### What you need to do:
All of the data is to be restated word for word.

[Saved data entries]

━━━━━━━━━━━━━━━━━━━━━━━━━━━━━━

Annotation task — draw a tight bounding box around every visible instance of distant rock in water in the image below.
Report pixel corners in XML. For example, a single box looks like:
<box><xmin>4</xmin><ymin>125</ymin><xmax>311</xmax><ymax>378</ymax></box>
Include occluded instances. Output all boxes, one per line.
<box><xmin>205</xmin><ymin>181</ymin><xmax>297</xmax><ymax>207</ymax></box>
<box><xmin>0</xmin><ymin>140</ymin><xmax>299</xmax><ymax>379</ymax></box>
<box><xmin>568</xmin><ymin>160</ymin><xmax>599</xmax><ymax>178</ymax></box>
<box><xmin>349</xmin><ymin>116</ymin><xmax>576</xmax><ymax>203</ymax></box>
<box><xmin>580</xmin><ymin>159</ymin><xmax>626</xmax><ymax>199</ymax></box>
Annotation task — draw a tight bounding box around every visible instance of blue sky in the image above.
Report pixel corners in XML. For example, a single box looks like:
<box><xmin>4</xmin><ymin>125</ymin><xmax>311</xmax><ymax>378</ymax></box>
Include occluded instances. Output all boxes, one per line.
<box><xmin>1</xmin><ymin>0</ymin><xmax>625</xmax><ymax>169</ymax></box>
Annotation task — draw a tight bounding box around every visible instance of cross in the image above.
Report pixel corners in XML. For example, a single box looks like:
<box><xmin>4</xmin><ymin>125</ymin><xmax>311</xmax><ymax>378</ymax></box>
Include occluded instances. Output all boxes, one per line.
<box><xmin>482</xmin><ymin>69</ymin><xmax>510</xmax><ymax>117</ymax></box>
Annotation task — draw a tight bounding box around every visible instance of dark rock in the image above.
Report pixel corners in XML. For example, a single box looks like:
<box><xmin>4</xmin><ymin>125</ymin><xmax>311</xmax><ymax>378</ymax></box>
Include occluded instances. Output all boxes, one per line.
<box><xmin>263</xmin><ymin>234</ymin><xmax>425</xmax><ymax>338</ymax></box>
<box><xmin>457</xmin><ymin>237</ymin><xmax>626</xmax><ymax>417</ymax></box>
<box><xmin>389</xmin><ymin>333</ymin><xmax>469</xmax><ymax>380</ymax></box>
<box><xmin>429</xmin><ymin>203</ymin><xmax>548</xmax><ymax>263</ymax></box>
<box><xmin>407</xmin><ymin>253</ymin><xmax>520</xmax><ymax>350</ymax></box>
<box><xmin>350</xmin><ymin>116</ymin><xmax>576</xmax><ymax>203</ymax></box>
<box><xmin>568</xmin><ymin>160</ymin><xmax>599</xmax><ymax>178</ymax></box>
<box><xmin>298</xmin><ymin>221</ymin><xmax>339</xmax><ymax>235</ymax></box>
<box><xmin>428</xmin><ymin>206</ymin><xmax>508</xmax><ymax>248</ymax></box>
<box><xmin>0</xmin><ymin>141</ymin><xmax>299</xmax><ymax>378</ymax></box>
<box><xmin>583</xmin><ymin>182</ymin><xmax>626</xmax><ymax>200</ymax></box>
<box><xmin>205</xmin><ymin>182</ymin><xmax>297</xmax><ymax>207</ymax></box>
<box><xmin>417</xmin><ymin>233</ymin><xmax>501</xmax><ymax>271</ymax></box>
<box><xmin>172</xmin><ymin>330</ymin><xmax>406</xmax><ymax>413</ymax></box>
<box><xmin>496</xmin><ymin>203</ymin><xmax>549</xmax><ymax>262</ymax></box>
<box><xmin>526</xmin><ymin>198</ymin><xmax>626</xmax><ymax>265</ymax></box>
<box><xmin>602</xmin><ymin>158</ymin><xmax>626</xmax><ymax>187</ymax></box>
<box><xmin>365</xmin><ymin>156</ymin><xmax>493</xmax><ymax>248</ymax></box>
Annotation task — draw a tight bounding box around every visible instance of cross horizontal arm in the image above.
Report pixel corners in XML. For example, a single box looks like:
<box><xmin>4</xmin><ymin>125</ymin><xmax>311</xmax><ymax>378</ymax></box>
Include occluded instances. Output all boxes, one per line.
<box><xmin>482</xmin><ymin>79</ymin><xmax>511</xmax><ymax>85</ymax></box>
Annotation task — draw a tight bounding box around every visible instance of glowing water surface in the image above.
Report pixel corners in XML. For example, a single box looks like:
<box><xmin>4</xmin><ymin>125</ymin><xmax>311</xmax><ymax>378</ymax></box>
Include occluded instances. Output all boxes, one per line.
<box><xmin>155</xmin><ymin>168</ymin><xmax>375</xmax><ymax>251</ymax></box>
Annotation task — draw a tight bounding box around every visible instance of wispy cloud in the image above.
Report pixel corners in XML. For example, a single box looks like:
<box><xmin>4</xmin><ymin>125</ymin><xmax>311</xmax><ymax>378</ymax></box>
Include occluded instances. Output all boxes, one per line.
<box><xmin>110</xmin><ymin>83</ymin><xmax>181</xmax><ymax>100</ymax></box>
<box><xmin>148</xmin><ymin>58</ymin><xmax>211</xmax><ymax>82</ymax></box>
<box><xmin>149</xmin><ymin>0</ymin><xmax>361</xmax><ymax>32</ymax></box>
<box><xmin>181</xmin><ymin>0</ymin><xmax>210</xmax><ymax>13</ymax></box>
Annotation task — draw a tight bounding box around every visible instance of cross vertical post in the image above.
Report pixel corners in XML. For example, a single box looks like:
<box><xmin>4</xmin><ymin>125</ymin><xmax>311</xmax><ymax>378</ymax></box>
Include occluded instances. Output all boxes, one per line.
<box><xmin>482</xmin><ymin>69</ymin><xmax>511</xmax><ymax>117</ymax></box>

━━━━━━━━━━━━━━━━━━━━━━━━━━━━━━

### Result of the task:
Annotation task — draw a tight bounding box around every visible instance of distant rock in water in the image below.
Report pixel corners in XML. For example, a single box looks like:
<box><xmin>4</xmin><ymin>125</ymin><xmax>311</xmax><ymax>378</ymax></box>
Include occluded instances. Output all boxes, one per line.
<box><xmin>205</xmin><ymin>181</ymin><xmax>297</xmax><ymax>207</ymax></box>
<box><xmin>0</xmin><ymin>140</ymin><xmax>299</xmax><ymax>379</ymax></box>
<box><xmin>568</xmin><ymin>160</ymin><xmax>599</xmax><ymax>178</ymax></box>
<box><xmin>349</xmin><ymin>116</ymin><xmax>576</xmax><ymax>203</ymax></box>
<box><xmin>580</xmin><ymin>159</ymin><xmax>626</xmax><ymax>199</ymax></box>
Annotation task — draw a tight bounding box around every visible instance of blue sky in the image above.
Report pixel corners in XML. For example, a single box looks like:
<box><xmin>4</xmin><ymin>125</ymin><xmax>311</xmax><ymax>378</ymax></box>
Include occluded instances. Output all boxes, one per line.
<box><xmin>1</xmin><ymin>0</ymin><xmax>625</xmax><ymax>169</ymax></box>
Annotation task — draw a tight bounding box around every visible instance of cross in the image above.
Report pixel corners in XML. For example, a single box looks like:
<box><xmin>4</xmin><ymin>125</ymin><xmax>311</xmax><ymax>378</ymax></box>
Include occluded instances. Output all boxes, one per line.
<box><xmin>482</xmin><ymin>69</ymin><xmax>510</xmax><ymax>117</ymax></box>
Annotation task — draw a tight bounding box around every visible instance of dark rock in the image above.
Report pixel corners in XML. For example, a single box looks like:
<box><xmin>4</xmin><ymin>125</ymin><xmax>311</xmax><ymax>378</ymax></box>
Include occluded instances. Output all boxes, one per line.
<box><xmin>263</xmin><ymin>234</ymin><xmax>425</xmax><ymax>338</ymax></box>
<box><xmin>457</xmin><ymin>237</ymin><xmax>626</xmax><ymax>417</ymax></box>
<box><xmin>389</xmin><ymin>333</ymin><xmax>469</xmax><ymax>380</ymax></box>
<box><xmin>429</xmin><ymin>203</ymin><xmax>548</xmax><ymax>263</ymax></box>
<box><xmin>407</xmin><ymin>253</ymin><xmax>520</xmax><ymax>350</ymax></box>
<box><xmin>350</xmin><ymin>116</ymin><xmax>576</xmax><ymax>203</ymax></box>
<box><xmin>568</xmin><ymin>160</ymin><xmax>599</xmax><ymax>178</ymax></box>
<box><xmin>298</xmin><ymin>221</ymin><xmax>339</xmax><ymax>235</ymax></box>
<box><xmin>428</xmin><ymin>206</ymin><xmax>508</xmax><ymax>248</ymax></box>
<box><xmin>0</xmin><ymin>141</ymin><xmax>299</xmax><ymax>378</ymax></box>
<box><xmin>583</xmin><ymin>182</ymin><xmax>626</xmax><ymax>200</ymax></box>
<box><xmin>205</xmin><ymin>182</ymin><xmax>297</xmax><ymax>207</ymax></box>
<box><xmin>417</xmin><ymin>233</ymin><xmax>501</xmax><ymax>271</ymax></box>
<box><xmin>172</xmin><ymin>330</ymin><xmax>406</xmax><ymax>413</ymax></box>
<box><xmin>496</xmin><ymin>203</ymin><xmax>549</xmax><ymax>262</ymax></box>
<box><xmin>526</xmin><ymin>198</ymin><xmax>626</xmax><ymax>265</ymax></box>
<box><xmin>602</xmin><ymin>158</ymin><xmax>626</xmax><ymax>187</ymax></box>
<box><xmin>365</xmin><ymin>156</ymin><xmax>493</xmax><ymax>248</ymax></box>
Annotation task — draw a tight bounding box around every visible instance of cross horizontal arm in the image above.
Report pixel corners in XML. For example, a single box looks like:
<box><xmin>4</xmin><ymin>125</ymin><xmax>311</xmax><ymax>378</ymax></box>
Include occluded instances. Output all boxes, one per line.
<box><xmin>482</xmin><ymin>79</ymin><xmax>511</xmax><ymax>85</ymax></box>
Annotation task — draw a tight bounding box around every visible instance of glowing water surface in the image above.
Report pixel corners in XML. For example, a single box looks like:
<box><xmin>4</xmin><ymin>125</ymin><xmax>311</xmax><ymax>378</ymax></box>
Include occluded instances. Output all boxes, one per line.
<box><xmin>155</xmin><ymin>168</ymin><xmax>375</xmax><ymax>251</ymax></box>
Annotation task — draw a tight bounding box around every visible instance of wispy cloud in the image above.
Report pixel corners in XML. For example, a single box looks like:
<box><xmin>4</xmin><ymin>125</ymin><xmax>311</xmax><ymax>378</ymax></box>
Include occluded instances. Output all boxes, one per line.
<box><xmin>110</xmin><ymin>83</ymin><xmax>181</xmax><ymax>100</ymax></box>
<box><xmin>148</xmin><ymin>58</ymin><xmax>211</xmax><ymax>82</ymax></box>
<box><xmin>149</xmin><ymin>0</ymin><xmax>361</xmax><ymax>32</ymax></box>
<box><xmin>181</xmin><ymin>0</ymin><xmax>210</xmax><ymax>13</ymax></box>
Annotation task — draw a tight bounding box around every visible instance of cross vertical post in the image above.
Report pixel corners in XML. For example, a single box looks like:
<box><xmin>4</xmin><ymin>125</ymin><xmax>311</xmax><ymax>378</ymax></box>
Include occluded instances. Output all boxes, one per line.
<box><xmin>482</xmin><ymin>69</ymin><xmax>511</xmax><ymax>117</ymax></box>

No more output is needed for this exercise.